→ PROBLEM
Present every line of the records below as a numbered list, leaving out any blank lines.

→ MATERIAL PROVIDED
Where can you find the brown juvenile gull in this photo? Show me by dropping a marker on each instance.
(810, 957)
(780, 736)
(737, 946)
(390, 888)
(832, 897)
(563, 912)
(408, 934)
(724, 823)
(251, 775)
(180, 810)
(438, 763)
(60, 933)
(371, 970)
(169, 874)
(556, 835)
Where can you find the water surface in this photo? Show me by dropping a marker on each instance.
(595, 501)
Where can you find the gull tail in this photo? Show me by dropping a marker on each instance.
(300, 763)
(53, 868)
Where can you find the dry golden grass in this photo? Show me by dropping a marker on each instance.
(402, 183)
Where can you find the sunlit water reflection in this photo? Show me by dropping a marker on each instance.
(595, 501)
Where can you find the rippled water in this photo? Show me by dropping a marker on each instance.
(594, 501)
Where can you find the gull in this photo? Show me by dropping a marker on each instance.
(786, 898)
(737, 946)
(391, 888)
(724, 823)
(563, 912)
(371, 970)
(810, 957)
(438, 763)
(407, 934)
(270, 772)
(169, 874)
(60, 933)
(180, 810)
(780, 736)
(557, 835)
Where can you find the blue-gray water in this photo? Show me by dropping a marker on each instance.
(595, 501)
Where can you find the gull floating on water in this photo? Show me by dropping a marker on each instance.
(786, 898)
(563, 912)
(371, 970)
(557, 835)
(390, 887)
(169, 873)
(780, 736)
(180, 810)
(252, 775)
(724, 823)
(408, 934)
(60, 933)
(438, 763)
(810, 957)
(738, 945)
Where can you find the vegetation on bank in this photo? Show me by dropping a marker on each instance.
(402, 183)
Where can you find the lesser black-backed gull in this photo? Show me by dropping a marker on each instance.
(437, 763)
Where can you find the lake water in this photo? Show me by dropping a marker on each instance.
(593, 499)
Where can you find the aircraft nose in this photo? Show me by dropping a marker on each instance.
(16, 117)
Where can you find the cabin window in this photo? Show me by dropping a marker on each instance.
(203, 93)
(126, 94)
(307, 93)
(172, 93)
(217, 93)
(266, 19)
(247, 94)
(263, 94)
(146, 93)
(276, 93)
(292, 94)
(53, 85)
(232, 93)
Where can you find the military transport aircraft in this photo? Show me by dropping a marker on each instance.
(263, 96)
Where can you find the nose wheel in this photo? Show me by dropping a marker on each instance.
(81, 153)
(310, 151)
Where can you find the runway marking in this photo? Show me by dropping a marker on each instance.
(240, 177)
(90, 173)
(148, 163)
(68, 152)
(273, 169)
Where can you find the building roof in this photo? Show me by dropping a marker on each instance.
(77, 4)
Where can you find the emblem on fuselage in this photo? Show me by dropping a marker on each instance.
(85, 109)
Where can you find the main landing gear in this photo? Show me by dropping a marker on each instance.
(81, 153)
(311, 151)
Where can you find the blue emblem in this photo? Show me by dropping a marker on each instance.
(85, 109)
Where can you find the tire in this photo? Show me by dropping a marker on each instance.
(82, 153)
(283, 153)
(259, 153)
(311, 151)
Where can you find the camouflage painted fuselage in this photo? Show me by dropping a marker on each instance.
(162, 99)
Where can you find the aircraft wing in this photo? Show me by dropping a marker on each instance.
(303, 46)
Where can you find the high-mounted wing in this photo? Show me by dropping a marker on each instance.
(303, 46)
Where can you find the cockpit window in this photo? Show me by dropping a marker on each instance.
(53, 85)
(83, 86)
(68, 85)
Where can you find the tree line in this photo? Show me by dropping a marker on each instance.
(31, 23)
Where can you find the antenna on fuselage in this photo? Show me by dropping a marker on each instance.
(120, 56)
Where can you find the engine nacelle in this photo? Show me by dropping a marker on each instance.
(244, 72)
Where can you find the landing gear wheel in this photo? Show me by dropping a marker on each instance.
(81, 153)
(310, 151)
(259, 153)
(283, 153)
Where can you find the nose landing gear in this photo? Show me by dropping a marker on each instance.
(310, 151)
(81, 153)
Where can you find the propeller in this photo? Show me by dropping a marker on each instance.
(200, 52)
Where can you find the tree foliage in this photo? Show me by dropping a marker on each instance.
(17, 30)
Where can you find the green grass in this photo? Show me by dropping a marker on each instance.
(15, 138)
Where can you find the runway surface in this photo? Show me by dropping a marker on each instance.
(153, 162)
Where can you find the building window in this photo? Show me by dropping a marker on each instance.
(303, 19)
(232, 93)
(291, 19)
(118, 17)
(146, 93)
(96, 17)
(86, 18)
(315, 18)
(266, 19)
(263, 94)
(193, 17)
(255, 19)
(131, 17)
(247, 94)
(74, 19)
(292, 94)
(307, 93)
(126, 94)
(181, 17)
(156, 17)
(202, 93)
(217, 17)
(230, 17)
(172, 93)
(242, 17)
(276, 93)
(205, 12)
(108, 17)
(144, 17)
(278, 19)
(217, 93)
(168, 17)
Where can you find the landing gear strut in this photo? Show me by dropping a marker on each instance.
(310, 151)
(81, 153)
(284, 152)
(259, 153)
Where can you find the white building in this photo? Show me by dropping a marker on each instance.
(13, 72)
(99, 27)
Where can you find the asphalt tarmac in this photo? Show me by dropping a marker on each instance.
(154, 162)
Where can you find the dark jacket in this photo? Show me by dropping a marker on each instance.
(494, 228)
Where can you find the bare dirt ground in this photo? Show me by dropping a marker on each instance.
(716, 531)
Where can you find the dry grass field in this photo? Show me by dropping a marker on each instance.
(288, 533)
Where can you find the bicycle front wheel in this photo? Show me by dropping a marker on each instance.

→ SOLUTION FOR THIS PROBLEM
1. Where can you find the brown juvenile gull in this photo? Show me by dropping a marker on each instance.
2. (810, 957)
3. (780, 736)
4. (737, 946)
5. (390, 888)
6. (832, 897)
7. (563, 912)
8. (408, 934)
9. (724, 823)
10. (251, 775)
11. (180, 810)
12. (438, 763)
13. (60, 933)
14. (371, 970)
15. (169, 874)
16. (556, 835)
17. Where can you find the water surface in this photo? Show me by dropping a marker on each instance.
18. (595, 501)
19. Where can you find the gull tail in this photo? Show me by dropping a marker on each instance.
20. (300, 763)
21. (53, 868)
22. Where can you find the dry golden grass in this photo? Show me by dropping a marker on each instance.
23. (402, 183)
24. Where can you find the sunlit water reflection in this photo? Show me by dropping a marker on each instance.
25. (595, 501)
26. Where can you find the rippled water in this photo? Show me by dropping a marker on each instance.
27. (594, 501)
28. Where can you find the gull in this photo? Show me by dropping a marker on each instance.
29. (786, 898)
30. (737, 946)
31. (391, 888)
32. (724, 823)
33. (563, 912)
34. (371, 970)
35. (810, 957)
36. (438, 763)
37. (407, 934)
38. (270, 772)
39. (169, 874)
40. (60, 933)
41. (180, 810)
42. (780, 736)
43. (557, 835)
44. Where can you find the blue-gray water in this photo? Show me by dropping a marker on each instance.
45. (595, 501)
46. Where can you find the gull floating on water in this photo? Show me by dropping a marker on each instance.
47. (786, 898)
48. (563, 912)
49. (371, 970)
50. (557, 835)
51. (390, 887)
52. (169, 873)
53. (780, 736)
54. (180, 810)
55. (252, 775)
56. (724, 823)
57. (408, 934)
58. (60, 933)
59. (438, 763)
60. (810, 957)
61. (738, 945)
62. Where can you find the vegetation on bank in this photo? Show me by dropping a marker on each instance.
63. (402, 183)
64. Where can you find the lesser black-backed gull in this photo? Show me by dropping a marker on each instance.
65. (437, 763)
66. Where can you find the lake water in this photo? Show me by dropping a marker on each instance.
67. (593, 499)
68. Where can you find the aircraft nose in this photo? Show me by dropping a marker on each instance.
69. (16, 117)
70. Where can you find the cabin window in this photo? Show me by dropping a marker on each instance.
71. (203, 93)
72. (126, 94)
73. (307, 93)
74. (172, 93)
75. (217, 93)
76. (266, 19)
77. (247, 94)
78. (263, 94)
79. (146, 93)
80. (276, 93)
81. (292, 94)
82. (53, 85)
83. (232, 93)
84. Where can you find the military transport aircraft in this photo? Show me by dropping a marker on each instance.
85. (263, 96)
86. Where can you find the nose wheel in this photo? Show me by dropping a marker on each instance.
87. (81, 153)
88. (310, 151)
89. Where can you find the runway marking in this photo? Show me by dropping a marker on each instance.
90. (240, 177)
91. (90, 173)
92. (148, 163)
93. (68, 152)
94. (273, 169)
95. Where can you find the building roof in this photo? Show me by dropping a marker on each instance.
96. (77, 4)
97. Where can you find the emblem on fuselage in this photo? Show me by dropping a marker on each instance.
98. (85, 109)
99. Where can you find the main landing gear in this photo? Show me by dropping a marker on each instance.
100. (81, 153)
101. (311, 151)
102. Where can you find the blue emblem in this photo? Show me by dropping a marker on each instance.
103. (85, 109)
104. Where can you find the tire in this photo? Show me by dropping a marker on each instance.
105. (82, 153)
106. (283, 153)
107. (259, 153)
108. (311, 151)
109. Where can you find the camouflage painted fuselage in this photo? Show me by dropping a marker on each instance.
110. (162, 99)
111. Where can you find the aircraft wing in this photo? Show me by dropping a marker on each instance.
112. (303, 46)
113. Where can you find the high-mounted wing in this photo? Show me by dropping a marker on each instance.
114. (303, 46)
115. Where can you find the cockpit window in this photo? Show me by dropping a marker on each instance.
116. (53, 85)
117. (83, 86)
118. (68, 85)
119. Where can you find the tree line in this photo? Show me by dropping a marker on each instance.
120. (31, 23)
121. Where can you find the antenna on fuselage in this photo? Show me by dropping a marker on each instance.
122. (120, 56)
123. Where can you find the engine nacelle in this photo? Show me by dropping a marker on each instance.
124. (244, 72)
125. Where can you find the landing gear wheel in this photo? Show me by dropping a marker on each instance.
126. (81, 153)
127. (310, 151)
128. (259, 153)
129. (283, 153)
130. Where can you find the nose landing gear in this photo? Show me by dropping a marker on each instance.
131. (310, 151)
132. (81, 153)
133. Where can you find the propeller in this photo? Show me by dropping a marker on each instance.
134. (200, 52)
135. Where can you find the tree foliage in this photo? Show me by dropping a marker on each instance.
136. (17, 30)
137. Where can you find the green grass in this photo? Show me by dropping a marker on each instance.
138. (15, 138)
139. Where can you find the runway surface in this photo? Show me by dropping a marker on each instance.
140. (153, 162)
141. Where can you find the building window in this photo? Show me by dropping a marker on each instance.
142. (303, 19)
143. (232, 93)
144. (291, 19)
145. (118, 17)
146. (146, 93)
147. (96, 17)
148. (86, 18)
149. (315, 18)
150. (266, 19)
151. (263, 94)
152. (193, 17)
153. (255, 19)
154. (131, 17)
155. (247, 94)
156. (74, 19)
157. (292, 94)
158. (307, 93)
159. (126, 94)
160. (181, 17)
161. (156, 17)
162. (202, 93)
163. (217, 17)
164. (230, 17)
165. (172, 93)
166. (242, 17)
167. (276, 93)
168. (205, 12)
169. (108, 17)
170. (144, 17)
171. (278, 19)
172. (217, 93)
173. (168, 17)
174. Where can you find the landing gear strut in this photo? Show me by dropping a marker on each instance.
175. (310, 151)
176. (81, 153)
177. (284, 152)
178. (259, 153)
179. Where can you find the white building in this photo? Show me by dropping a marker on each instance.
180. (13, 72)
181. (99, 27)
182. Where can you find the asphalt tarmac in this photo? Show me by dropping a marker on each instance.
183. (154, 162)
184. Where can you find the dark jacket in this photo? Show me by dropping a marker on each instance.
185. (494, 228)
186. Where can you find the bare dirt ground in this photo? Show me by dropping a marker on each instance.
187. (716, 531)
188. Where can you find the dry grass field in this photo? Show me by dropping a marker on each instance.
189. (288, 533)
190. Where can you find the bicycle front wheel in this photo? Show me by dropping a marker on each instance.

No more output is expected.